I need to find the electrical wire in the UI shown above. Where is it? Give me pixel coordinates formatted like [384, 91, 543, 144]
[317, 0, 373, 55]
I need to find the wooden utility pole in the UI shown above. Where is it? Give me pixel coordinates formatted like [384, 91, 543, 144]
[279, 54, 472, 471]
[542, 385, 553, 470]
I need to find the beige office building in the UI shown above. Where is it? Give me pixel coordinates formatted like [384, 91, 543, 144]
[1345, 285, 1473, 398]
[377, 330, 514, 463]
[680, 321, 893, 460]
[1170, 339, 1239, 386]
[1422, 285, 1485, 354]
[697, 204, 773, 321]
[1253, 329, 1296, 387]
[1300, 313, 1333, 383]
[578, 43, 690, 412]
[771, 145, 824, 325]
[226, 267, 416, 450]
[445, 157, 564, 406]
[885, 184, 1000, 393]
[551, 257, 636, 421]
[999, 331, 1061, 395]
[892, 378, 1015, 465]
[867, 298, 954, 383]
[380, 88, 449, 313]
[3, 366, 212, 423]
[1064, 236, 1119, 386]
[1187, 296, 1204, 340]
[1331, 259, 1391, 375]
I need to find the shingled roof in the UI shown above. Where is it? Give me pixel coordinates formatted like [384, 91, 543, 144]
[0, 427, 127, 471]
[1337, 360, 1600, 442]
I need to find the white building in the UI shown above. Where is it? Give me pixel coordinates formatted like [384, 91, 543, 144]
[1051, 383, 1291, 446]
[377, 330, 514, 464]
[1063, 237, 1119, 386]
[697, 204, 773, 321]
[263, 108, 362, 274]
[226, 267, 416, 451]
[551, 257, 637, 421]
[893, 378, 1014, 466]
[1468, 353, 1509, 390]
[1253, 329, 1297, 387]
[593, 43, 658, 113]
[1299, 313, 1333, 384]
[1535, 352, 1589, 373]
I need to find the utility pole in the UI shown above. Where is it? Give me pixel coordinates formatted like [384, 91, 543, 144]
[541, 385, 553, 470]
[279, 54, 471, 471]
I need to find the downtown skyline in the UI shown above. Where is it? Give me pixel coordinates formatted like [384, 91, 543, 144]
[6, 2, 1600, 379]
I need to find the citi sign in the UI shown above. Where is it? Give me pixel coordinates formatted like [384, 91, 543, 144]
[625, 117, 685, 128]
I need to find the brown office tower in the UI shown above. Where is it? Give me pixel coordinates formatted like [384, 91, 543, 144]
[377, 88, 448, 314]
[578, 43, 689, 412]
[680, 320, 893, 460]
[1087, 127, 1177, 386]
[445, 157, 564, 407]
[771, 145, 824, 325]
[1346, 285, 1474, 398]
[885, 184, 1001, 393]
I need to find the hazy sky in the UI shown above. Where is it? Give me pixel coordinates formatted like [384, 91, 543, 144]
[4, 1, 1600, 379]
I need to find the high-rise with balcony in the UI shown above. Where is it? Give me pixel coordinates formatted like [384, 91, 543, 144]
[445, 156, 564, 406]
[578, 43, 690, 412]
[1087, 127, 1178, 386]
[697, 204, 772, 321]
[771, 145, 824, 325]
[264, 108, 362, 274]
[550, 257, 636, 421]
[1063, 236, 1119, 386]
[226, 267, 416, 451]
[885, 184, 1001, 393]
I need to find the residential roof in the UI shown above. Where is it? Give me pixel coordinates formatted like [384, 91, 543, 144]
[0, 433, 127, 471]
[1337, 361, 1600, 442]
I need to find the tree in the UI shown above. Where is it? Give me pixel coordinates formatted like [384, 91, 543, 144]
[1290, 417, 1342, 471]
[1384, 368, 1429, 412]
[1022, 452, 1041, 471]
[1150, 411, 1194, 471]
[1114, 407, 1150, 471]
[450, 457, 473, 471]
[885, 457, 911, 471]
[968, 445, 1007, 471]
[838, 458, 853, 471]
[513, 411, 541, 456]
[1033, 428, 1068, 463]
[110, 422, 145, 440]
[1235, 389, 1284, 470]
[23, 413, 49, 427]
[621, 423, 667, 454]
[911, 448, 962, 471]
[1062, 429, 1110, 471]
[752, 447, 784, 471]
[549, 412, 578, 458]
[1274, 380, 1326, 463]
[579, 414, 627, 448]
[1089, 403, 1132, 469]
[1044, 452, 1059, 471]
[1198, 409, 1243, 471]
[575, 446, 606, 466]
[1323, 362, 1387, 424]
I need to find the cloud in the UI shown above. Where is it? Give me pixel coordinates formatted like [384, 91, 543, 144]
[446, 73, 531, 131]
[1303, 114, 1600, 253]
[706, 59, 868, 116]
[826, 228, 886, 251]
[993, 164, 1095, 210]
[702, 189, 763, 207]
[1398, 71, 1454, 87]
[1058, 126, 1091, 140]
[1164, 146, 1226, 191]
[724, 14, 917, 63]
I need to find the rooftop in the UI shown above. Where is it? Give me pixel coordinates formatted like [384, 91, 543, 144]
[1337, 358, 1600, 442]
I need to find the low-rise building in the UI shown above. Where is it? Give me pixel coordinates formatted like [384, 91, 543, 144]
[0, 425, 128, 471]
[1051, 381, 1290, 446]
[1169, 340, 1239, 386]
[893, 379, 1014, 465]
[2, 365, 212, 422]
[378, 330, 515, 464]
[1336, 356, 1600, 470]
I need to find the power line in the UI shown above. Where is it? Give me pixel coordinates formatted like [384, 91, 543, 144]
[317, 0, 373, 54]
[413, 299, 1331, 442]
^^^^
WHAT THE TASK REQUIRES
Each record should come back exactly as written.

WRITTEN SOLUTION
I need to find the electrical wire in the UI shown above. Where is it? Give me pixel coordinates formatted like [384, 91, 543, 144]
[317, 0, 373, 55]
I need to find the wooden utility pole in the UI shown above. Where is it? Give me pixel coordinates formatted like [384, 91, 543, 144]
[279, 54, 472, 471]
[542, 385, 553, 470]
I need to find the beige office building in the UI shown above. Where is it? Give me pixel coordinates formatted like [384, 91, 543, 144]
[1345, 285, 1473, 398]
[377, 330, 514, 463]
[680, 321, 893, 460]
[1170, 339, 1239, 386]
[1422, 285, 1485, 354]
[697, 204, 773, 321]
[1253, 329, 1296, 387]
[1300, 313, 1333, 383]
[578, 43, 690, 412]
[771, 145, 824, 325]
[226, 267, 416, 450]
[445, 157, 564, 406]
[885, 184, 1000, 393]
[551, 257, 636, 421]
[999, 331, 1061, 395]
[892, 378, 1015, 465]
[867, 298, 954, 383]
[380, 88, 449, 313]
[3, 366, 212, 423]
[1064, 236, 1119, 386]
[1187, 296, 1204, 340]
[1331, 259, 1391, 375]
I need to find the shingled roof in the UI shown above. Where is it? Give me pixel coordinates formatted like [384, 91, 543, 144]
[0, 427, 127, 471]
[1337, 360, 1600, 442]
I need to find the white building in the UI shown above. Where is it? Give me pixel coordinates formatted like [384, 91, 543, 144]
[1051, 383, 1291, 446]
[377, 330, 514, 464]
[1063, 237, 1119, 386]
[697, 204, 773, 321]
[263, 108, 362, 274]
[226, 267, 416, 451]
[551, 257, 637, 421]
[893, 378, 1014, 466]
[1468, 353, 1509, 390]
[1253, 329, 1297, 387]
[593, 43, 658, 113]
[1299, 313, 1333, 384]
[1535, 352, 1589, 373]
I need to find the utility pole in the UI shown above. Where is it? Give me pixel coordinates formatted like [384, 91, 543, 144]
[541, 385, 553, 470]
[279, 54, 471, 471]
I need to find the downtown skyline in the UI shown above. Where is it? Give me pixel coordinates formatted like [384, 91, 543, 144]
[6, 2, 1600, 379]
I need to find the citi sign in the UI shown above. Where is it? Give me pixel coordinates formatted like [384, 91, 543, 144]
[625, 117, 685, 128]
I need to find the brown office tower in the UI shown above. Where is it? Give me pixel coordinates formatted like [384, 91, 543, 144]
[377, 88, 448, 314]
[578, 43, 689, 412]
[680, 320, 893, 460]
[1087, 127, 1177, 386]
[445, 157, 564, 407]
[771, 145, 824, 325]
[1346, 285, 1474, 398]
[885, 184, 1001, 393]
I need to find the hazy sky in the UI shown above. Where is it? Give me pixel coordinates formatted like [384, 91, 543, 144]
[4, 1, 1600, 379]
I need to find the high-rise with balcony in the UI shown above. Where is it? Give me pixel coordinates formatted like [384, 91, 543, 144]
[445, 156, 564, 406]
[578, 43, 690, 412]
[1087, 127, 1178, 386]
[697, 204, 772, 321]
[771, 145, 824, 325]
[264, 108, 362, 274]
[550, 257, 636, 421]
[1063, 236, 1119, 386]
[226, 267, 416, 451]
[885, 184, 1001, 393]
I need to find the residential roof in the UI shown above. Where is it? Give me pixel coordinates formatted like [384, 91, 543, 144]
[0, 433, 127, 471]
[1337, 361, 1600, 442]
I need to find the tree in the UI shown above. Where is it? Give me pixel coordinates formatted like [384, 91, 543, 144]
[1290, 417, 1342, 471]
[1384, 368, 1429, 412]
[1022, 452, 1041, 471]
[1150, 411, 1194, 471]
[1114, 407, 1150, 471]
[450, 457, 473, 471]
[885, 457, 911, 471]
[968, 445, 1007, 471]
[838, 458, 853, 471]
[513, 411, 541, 456]
[1033, 428, 1068, 463]
[110, 422, 145, 440]
[1235, 389, 1284, 470]
[23, 413, 49, 427]
[621, 423, 667, 454]
[911, 448, 962, 471]
[1062, 429, 1110, 471]
[752, 447, 784, 471]
[549, 412, 578, 458]
[1274, 380, 1326, 463]
[579, 414, 627, 448]
[1089, 403, 1132, 469]
[1044, 452, 1059, 471]
[1198, 409, 1243, 471]
[575, 446, 606, 466]
[1323, 362, 1387, 424]
I need to find the cloud in the UI shown above. Where is it? Give me pixel coordinates formatted like [384, 91, 543, 144]
[446, 73, 531, 131]
[1303, 114, 1600, 253]
[706, 59, 868, 116]
[826, 228, 886, 251]
[993, 164, 1095, 210]
[702, 189, 763, 207]
[1398, 71, 1454, 87]
[1058, 126, 1091, 140]
[1164, 146, 1226, 191]
[724, 14, 917, 63]
I need to find the rooftop in the UI shown above. Where is it? Give me pixel coordinates formatted like [384, 91, 543, 144]
[1337, 358, 1600, 442]
I need to find the low-rise building in the UI shown above. Where is it? Give me pixel coordinates formatted like [384, 91, 543, 144]
[0, 425, 128, 471]
[1051, 381, 1290, 446]
[1169, 340, 1239, 386]
[893, 379, 1014, 465]
[2, 365, 212, 422]
[378, 330, 515, 464]
[1336, 356, 1600, 470]
I need to find the power line in the UI shown above. Where is it? Give me pixel coordinates formatted like [384, 91, 543, 144]
[317, 0, 373, 54]
[413, 299, 1331, 442]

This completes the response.